EXERCISE OBJECTIVE. Copy word for word the passage of the 2023 Korean Mixed Doubles Curling Championship article starting with "The 2023 Korean" and going on through "the playoff round.".

SELECTED EXCERPT.
--------------------
- Host city: Uijeongbu, South Korea
- Arena: Uijeongbu Curling Stadium
- Dates: July 23–31
- Winner: Seoul A
- Female: Kim Ji-yoon
- Male: Jeong Byeong-jin
- Finalist: Gangwon B (H. Kim / Yoo)

= 2023 Korean Mixed Doubles Curling Championship =

The 2023 Korean Mixed Doubles Curling Championship, Korea's national mixed doubles curling championship, was held from July 23 to 31 at the Uijeongbu Curling Stadium in Uijeongbu, South Korea. The winning pair of Kim Ji-yoon and Jeong Byeong-jin became the Korean National Team for the 2023–24 curling season. They represented Korea at the 2024 World Mixed Doubles Curling Championship in Östersund, Sweden. Through regional qualifiers, the field was narrowed down from over forty teams to just eighteen who competed in the national championship. The preliminary round was held in a round robin format which qualified the top three teams in each pool for the playoff round.
--------------------
DATA EXTRACT.
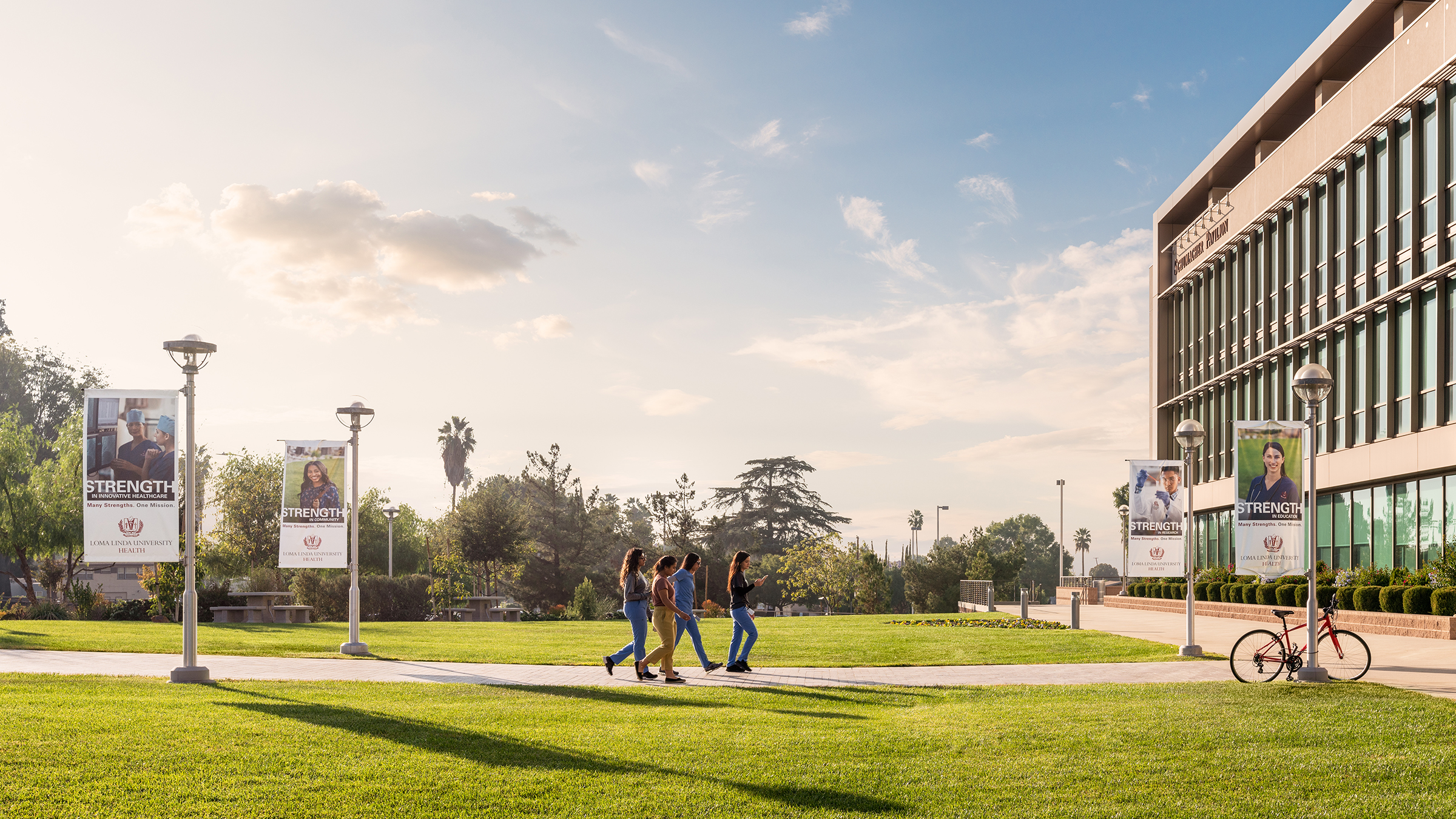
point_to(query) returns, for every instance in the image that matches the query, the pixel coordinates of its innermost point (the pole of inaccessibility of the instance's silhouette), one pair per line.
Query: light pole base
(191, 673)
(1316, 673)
--------------------
EXERCISE OUTPUT.
The 2023 Korean Mixed Doubles Curling Championship, Korea's national mixed doubles curling championship, was held from July 23 to 31 at the Uijeongbu Curling Stadium in Uijeongbu, South Korea. The winning pair of Kim Ji-yoon and Jeong Byeong-jin became the Korean National Team for the 2023–24 curling season. They represented Korea at the 2024 World Mixed Doubles Curling Championship in Östersund, Sweden. Through regional qualifiers, the field was narrowed down from over forty teams to just eighteen who competed in the national championship. The preliminary round was held in a round robin format which qualified the top three teams in each pool for the playoff round.